• **Task to carry out**
From the listing below, pull out every line where the string "rubble" appears.

• **Dataset content**

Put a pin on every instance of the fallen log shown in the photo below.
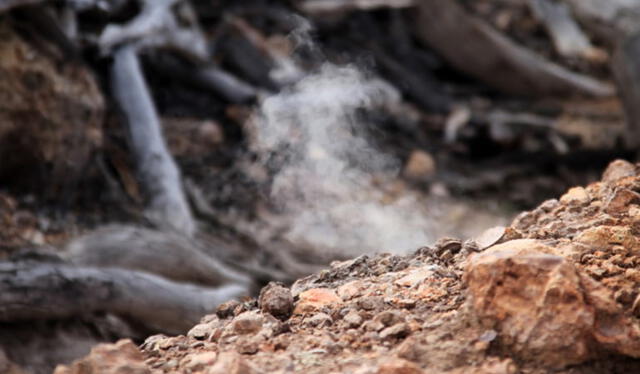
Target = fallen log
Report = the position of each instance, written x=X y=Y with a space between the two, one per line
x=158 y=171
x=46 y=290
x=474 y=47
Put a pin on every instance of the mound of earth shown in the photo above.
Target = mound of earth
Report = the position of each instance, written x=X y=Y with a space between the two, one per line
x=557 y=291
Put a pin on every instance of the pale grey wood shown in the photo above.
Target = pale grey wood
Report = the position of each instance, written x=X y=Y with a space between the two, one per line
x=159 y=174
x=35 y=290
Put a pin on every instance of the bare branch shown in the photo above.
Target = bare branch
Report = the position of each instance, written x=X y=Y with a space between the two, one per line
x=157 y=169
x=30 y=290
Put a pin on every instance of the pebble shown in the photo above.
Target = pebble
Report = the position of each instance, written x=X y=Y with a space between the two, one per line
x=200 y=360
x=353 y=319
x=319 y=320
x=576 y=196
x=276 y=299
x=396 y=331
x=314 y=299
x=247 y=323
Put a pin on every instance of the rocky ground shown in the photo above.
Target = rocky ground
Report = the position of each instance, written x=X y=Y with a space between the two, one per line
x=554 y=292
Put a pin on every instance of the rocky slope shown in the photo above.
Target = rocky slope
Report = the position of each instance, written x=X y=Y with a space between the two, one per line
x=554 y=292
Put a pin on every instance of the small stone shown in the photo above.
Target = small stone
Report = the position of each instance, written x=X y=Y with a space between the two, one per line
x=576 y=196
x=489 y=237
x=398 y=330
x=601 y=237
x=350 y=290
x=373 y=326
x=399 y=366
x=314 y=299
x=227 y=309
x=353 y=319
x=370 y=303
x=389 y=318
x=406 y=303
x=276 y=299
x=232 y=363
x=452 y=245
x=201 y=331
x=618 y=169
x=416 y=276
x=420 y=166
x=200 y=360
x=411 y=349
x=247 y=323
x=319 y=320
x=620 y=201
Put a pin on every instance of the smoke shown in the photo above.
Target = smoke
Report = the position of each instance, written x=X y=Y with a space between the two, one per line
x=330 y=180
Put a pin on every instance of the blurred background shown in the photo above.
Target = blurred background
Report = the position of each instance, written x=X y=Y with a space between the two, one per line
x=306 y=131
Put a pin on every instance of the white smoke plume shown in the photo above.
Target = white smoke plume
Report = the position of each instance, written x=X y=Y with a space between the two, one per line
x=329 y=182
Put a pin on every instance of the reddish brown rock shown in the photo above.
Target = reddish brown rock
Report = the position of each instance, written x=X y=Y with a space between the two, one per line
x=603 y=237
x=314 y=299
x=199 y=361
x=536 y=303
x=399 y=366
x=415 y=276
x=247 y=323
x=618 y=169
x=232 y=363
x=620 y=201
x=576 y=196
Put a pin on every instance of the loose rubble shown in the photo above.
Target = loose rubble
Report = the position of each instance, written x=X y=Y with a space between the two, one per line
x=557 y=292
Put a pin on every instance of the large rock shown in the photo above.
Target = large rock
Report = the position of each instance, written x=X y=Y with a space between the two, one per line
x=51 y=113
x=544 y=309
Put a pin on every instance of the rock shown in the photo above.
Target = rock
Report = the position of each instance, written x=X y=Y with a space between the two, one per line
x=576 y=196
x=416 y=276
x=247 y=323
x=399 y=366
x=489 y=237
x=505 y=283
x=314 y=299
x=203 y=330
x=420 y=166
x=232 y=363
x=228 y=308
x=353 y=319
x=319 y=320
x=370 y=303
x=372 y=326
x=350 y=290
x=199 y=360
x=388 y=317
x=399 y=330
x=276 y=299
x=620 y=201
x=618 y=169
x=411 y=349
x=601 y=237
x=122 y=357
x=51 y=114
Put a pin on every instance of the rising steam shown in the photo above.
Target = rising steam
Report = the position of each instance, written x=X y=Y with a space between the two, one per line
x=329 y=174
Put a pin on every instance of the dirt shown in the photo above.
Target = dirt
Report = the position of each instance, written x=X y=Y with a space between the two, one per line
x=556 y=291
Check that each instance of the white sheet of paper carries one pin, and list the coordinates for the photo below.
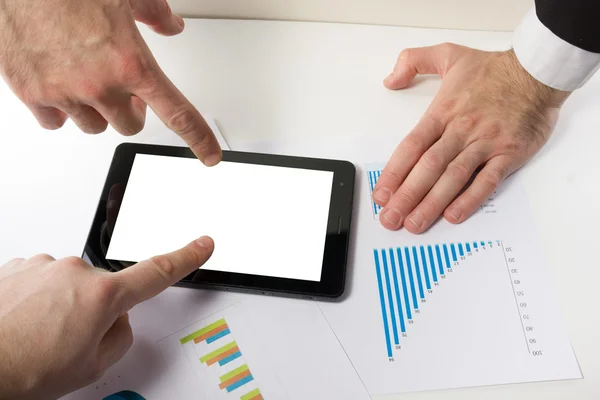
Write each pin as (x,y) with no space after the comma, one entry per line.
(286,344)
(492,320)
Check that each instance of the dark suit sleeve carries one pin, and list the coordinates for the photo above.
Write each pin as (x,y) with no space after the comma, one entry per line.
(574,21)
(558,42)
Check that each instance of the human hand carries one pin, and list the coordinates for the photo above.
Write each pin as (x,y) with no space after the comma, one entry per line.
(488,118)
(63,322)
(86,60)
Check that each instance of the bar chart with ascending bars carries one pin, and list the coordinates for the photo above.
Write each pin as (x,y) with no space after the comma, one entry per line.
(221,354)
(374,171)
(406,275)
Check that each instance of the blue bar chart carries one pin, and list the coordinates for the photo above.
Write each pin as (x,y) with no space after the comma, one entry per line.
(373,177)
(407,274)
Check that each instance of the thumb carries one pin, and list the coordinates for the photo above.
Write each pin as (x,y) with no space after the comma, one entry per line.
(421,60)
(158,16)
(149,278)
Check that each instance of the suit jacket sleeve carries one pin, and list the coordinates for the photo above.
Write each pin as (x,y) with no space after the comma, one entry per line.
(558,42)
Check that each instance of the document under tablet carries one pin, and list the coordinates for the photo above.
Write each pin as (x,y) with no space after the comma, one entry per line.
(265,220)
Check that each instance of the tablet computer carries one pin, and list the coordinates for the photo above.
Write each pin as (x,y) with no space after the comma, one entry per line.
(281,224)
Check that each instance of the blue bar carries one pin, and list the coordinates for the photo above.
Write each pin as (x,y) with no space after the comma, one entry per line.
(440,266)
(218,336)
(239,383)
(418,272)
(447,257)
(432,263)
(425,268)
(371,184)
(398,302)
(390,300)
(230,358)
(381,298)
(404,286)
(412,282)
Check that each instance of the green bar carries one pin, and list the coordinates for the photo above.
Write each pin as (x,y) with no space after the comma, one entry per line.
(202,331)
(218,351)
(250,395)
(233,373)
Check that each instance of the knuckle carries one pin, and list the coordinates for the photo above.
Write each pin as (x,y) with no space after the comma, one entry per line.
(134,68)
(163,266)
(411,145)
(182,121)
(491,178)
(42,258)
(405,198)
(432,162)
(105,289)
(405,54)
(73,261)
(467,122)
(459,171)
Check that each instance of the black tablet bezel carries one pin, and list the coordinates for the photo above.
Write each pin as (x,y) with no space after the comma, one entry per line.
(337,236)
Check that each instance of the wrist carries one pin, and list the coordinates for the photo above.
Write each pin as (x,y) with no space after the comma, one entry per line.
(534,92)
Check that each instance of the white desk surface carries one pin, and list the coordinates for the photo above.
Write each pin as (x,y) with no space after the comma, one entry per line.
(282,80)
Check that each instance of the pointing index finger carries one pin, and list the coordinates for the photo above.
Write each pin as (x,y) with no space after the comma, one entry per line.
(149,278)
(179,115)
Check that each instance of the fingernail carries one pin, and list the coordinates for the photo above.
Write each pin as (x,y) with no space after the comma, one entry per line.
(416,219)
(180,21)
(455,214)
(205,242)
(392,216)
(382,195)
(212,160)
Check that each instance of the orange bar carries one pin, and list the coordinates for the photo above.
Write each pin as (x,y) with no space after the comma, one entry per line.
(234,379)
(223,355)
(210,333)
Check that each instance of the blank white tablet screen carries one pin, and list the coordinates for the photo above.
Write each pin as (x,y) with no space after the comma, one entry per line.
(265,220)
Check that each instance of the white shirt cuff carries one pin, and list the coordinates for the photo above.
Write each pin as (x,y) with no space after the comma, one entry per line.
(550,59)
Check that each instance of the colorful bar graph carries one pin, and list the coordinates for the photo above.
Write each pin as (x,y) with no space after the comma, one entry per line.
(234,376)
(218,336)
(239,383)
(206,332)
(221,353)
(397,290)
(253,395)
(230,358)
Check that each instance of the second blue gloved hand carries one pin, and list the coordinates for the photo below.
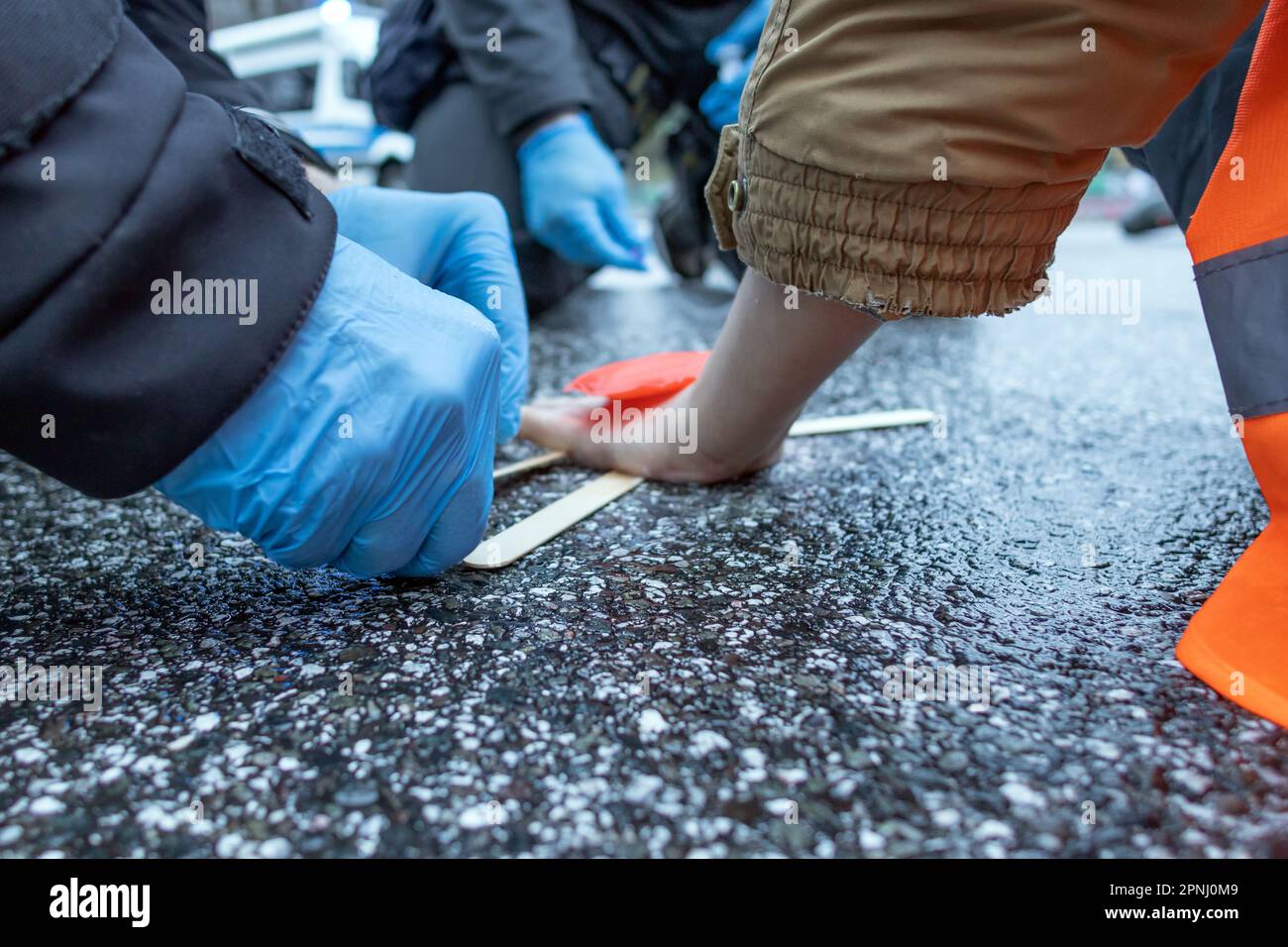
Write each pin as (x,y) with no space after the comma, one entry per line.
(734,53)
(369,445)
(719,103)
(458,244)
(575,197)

• **Exercise output**
Put a pin on every instance of the loose rubble shown in the photo above.
Target = loose rubble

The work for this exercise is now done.